### REQUIRED TASKS
• a. According to the film review, after how many years of the journey does Jim Preston wake up?
• b. Copy the film review word for word between "PASSENGERS has met" and "and twenty years.", inclusive.

### TEXT PASSAGE
**********

‘PASSENGERS’ FAILS TO REACH ANY GREAT HEIGHTS

PASSENGERS has met with critical hostility overseas. The previews concentrated on the action scenes in the film which in fact form a minor part towards the end. This created certain action movie expectations which were not met. I have to say that I did not mind the film, and stayed quietly engaged throughout.

This sci-fi film, directed by Morten Tyldum and written by John Spaihits, commences with a Star Ship Avalon transporting over 5,000 commuters to a commercialised planet called Homestead 2 which requires the passengers and crew to sleep in hibernation pods for one hundred and twenty years.

An asteroid hits the Avalon which causes a malfunction in mechanical engineer Jim Preston’s (Chris Pratt) pod. He awakens after only thirty years of the journey. With only an android bartender Arthur (Michael Sheen) for company Jim tries to overcome his loneliness by exercising and talking at length to Arthur. The film poses the ethical question as to whether a person has the right to sacrifice another’s future for the former person’s gratification. This is the moral dilemma Jim Preston wrestles with. Contemplating suicide, he spots a pod containing a sleeping beauty  Aurora Lane, played by Jennifer Lawrence, yes  the same name as Disney’s Sleeping Beauty.

**********

### SUPPLIED DATA
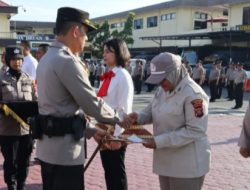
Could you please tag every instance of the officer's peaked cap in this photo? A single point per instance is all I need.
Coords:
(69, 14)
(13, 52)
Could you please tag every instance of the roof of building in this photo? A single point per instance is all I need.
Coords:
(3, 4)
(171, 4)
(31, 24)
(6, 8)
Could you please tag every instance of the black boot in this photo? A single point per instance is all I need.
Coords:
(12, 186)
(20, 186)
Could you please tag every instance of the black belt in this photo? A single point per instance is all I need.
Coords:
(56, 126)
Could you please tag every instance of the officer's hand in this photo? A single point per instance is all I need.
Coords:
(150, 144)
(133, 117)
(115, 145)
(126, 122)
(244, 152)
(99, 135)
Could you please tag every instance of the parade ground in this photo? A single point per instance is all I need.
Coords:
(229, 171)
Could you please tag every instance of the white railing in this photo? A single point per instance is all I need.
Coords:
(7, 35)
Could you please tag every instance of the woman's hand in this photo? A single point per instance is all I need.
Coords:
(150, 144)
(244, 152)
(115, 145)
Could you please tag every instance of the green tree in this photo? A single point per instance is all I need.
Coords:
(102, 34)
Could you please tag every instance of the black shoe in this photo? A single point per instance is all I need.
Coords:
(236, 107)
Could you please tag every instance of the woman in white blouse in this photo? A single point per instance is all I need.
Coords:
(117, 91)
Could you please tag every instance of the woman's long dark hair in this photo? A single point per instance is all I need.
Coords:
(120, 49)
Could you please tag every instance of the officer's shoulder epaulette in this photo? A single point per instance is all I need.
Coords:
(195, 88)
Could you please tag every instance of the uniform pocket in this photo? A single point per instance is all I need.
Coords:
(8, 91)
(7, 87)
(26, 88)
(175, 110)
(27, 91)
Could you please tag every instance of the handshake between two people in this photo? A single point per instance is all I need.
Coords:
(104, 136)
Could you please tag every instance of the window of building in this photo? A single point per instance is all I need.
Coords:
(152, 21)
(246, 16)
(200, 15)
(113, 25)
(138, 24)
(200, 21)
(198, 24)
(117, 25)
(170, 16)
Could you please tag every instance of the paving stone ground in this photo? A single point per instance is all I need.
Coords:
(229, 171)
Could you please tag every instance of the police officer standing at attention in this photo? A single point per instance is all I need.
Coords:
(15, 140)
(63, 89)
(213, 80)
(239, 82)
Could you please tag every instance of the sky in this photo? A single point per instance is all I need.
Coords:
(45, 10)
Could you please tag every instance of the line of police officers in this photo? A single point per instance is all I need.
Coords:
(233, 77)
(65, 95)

**********

### CORRECT ANSWERS
• a. After only thirty years.

• b.
PASSENGERS has met with critical hostility overseas. The previews concentrated on the action scenes in the film which in fact form a minor part towards the end. This created certain action movie expectations which were not met. I have to say that I did not mind the film, and stayed quietly engaged throughout.

This sci-fi film, directed by Morten Tyldum and written by John Spaihits, commences with a Star Ship Avalon transporting over 5,000 commuters to a commercialised planet called Homestead 2 which requires the passengers and crew to sleep in hibernation pods for one hundred and twenty years.